[start of Input for this task]

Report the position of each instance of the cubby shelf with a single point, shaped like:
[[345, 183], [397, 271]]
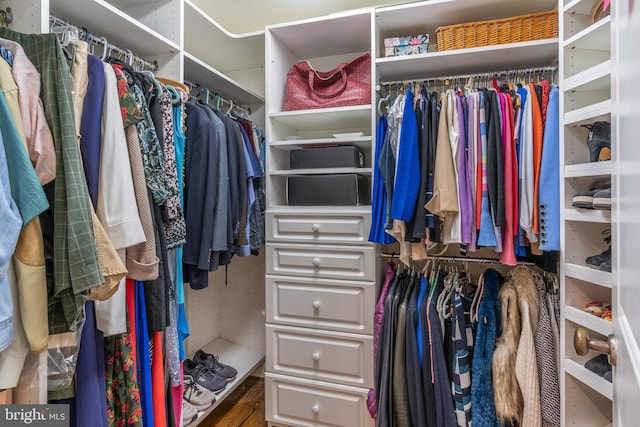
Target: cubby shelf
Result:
[[588, 169], [594, 381], [589, 321], [587, 274]]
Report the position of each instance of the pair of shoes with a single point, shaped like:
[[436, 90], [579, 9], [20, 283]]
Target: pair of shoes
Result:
[[598, 196], [602, 261], [189, 413], [200, 397], [204, 376], [212, 362], [599, 141]]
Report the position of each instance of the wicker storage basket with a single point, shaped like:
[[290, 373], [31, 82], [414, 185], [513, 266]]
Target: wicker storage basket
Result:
[[534, 26]]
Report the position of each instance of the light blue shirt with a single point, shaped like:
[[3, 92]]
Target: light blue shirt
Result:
[[10, 226]]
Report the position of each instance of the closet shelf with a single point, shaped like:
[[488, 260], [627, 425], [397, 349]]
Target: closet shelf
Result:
[[460, 61], [245, 361], [581, 7], [326, 118], [232, 52], [587, 320], [414, 18], [196, 71], [119, 28], [594, 381], [588, 215], [362, 142], [587, 274], [589, 114], [592, 79], [595, 37], [320, 171], [588, 169]]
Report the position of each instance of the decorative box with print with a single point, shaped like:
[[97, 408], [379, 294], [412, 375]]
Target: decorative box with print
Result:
[[408, 45]]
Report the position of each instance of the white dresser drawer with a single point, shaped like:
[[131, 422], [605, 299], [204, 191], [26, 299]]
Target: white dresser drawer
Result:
[[339, 305], [307, 403], [320, 355], [328, 261], [314, 227]]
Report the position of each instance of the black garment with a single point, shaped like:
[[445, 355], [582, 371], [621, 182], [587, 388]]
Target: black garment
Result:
[[445, 415], [384, 358], [495, 164], [237, 173], [156, 290], [427, 384], [400, 389], [416, 229], [201, 169], [432, 221], [414, 380]]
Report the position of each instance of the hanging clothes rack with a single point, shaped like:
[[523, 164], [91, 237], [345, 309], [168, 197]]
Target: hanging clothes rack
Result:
[[487, 75], [219, 100], [71, 32], [458, 259]]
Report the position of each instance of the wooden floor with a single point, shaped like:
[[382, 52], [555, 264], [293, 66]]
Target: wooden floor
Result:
[[243, 408]]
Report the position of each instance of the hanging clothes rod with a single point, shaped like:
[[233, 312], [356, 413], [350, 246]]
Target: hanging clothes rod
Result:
[[216, 97], [458, 259], [489, 74], [80, 33]]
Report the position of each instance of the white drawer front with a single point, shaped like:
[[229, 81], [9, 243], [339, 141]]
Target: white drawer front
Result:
[[318, 227], [346, 306], [313, 404], [329, 261], [328, 356]]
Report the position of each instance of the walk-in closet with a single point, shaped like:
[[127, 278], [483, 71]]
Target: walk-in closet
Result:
[[347, 213]]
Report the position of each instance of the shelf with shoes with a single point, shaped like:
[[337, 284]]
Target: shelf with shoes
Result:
[[243, 360], [587, 167]]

[end of Input for this task]

Exercise details: Reproduce all of the rows above with every instance of "Result" changed to "Output" and everything else kept the same. Leave the pictures out.

Correct response:
Report the position of each instance of the cubby shelf with a single point, shaped like:
[[345, 183], [397, 271]]
Target: cubby shelf
Output:
[[588, 169], [594, 381], [589, 321], [587, 274]]
Report the position of each instance of the pair of shoes with a single point, shaped like:
[[436, 90], [579, 9], [20, 283]]
Target: pair of shoes
Output:
[[598, 196], [602, 261], [189, 413], [200, 397], [204, 376], [212, 362], [599, 141]]
Report the position of each instance of the wicker storage basket with a single point, shaped like:
[[290, 373], [31, 82], [414, 185], [513, 266]]
Target: wicker storage basket
Output:
[[534, 26]]
Report the position of each instance of the light blue shirt with a single point, shaped like:
[[3, 92]]
Target: light blue shirt
Output:
[[10, 226]]
Report the position of each instance of the closet shelf with a single point, shaped like:
[[488, 260], [627, 425], [397, 349]]
Target: closet shelf
Output:
[[460, 61], [245, 361], [581, 7], [326, 118], [232, 52], [587, 320], [414, 18], [196, 71], [119, 28], [594, 381], [588, 215], [362, 142], [587, 274], [589, 114], [592, 79], [595, 37], [320, 171], [588, 169]]
Report the position of each instance of the decorative box with print with a single point, shaped like:
[[97, 408], [379, 294], [412, 375]]
Target: decorative box with print
Output:
[[408, 45]]
Report the position of each instance of the white dresser drawer with a single point, shaped like:
[[131, 422], [605, 299], [204, 191], [26, 299]]
Target: white dresser drawer
Output:
[[339, 305], [307, 403], [320, 355], [328, 261], [314, 227]]
Report the position of each instance of the black garment with a single point, shaped like:
[[445, 355], [582, 371], [621, 182], [587, 388]]
Target: black garment
Output:
[[445, 415], [384, 358], [495, 164], [237, 173], [156, 290], [427, 384], [400, 389], [416, 229], [201, 169], [432, 221], [414, 380]]
Report the position of each instance of the hanging clothes rack with a single point, shaped like:
[[523, 164], [91, 237], [345, 309], [168, 197]]
Target: hanging clothes rack
Output:
[[487, 75], [219, 100], [71, 32], [458, 259]]
Report the position of each instance of the wooden floor with a single point, shaped like:
[[382, 52], [555, 264], [293, 66]]
Target: wooden floor
Output:
[[243, 408]]
Report the position of each instance of the hanging clothes rod with a single point, shaped like:
[[233, 312], [356, 413], [350, 246]]
Target: hanging clothes rod
Output:
[[216, 97], [458, 259], [489, 74], [80, 33]]
Report the position of each instance of the white drawer front with a single point, shaped like:
[[229, 81], [9, 243], [339, 141]]
Target: white drawer front
Output:
[[318, 227], [346, 306], [313, 404], [329, 261], [328, 356]]
Report the position of each instance of the walk-in closet with a single point, shaped like:
[[127, 278], [483, 71]]
Target: walk-in closet
Output:
[[347, 213]]
Report the position of each instance of the shelf with shoes with a single point, shaped like:
[[337, 284]]
Target: shelf with shoes
Output:
[[243, 360], [587, 167]]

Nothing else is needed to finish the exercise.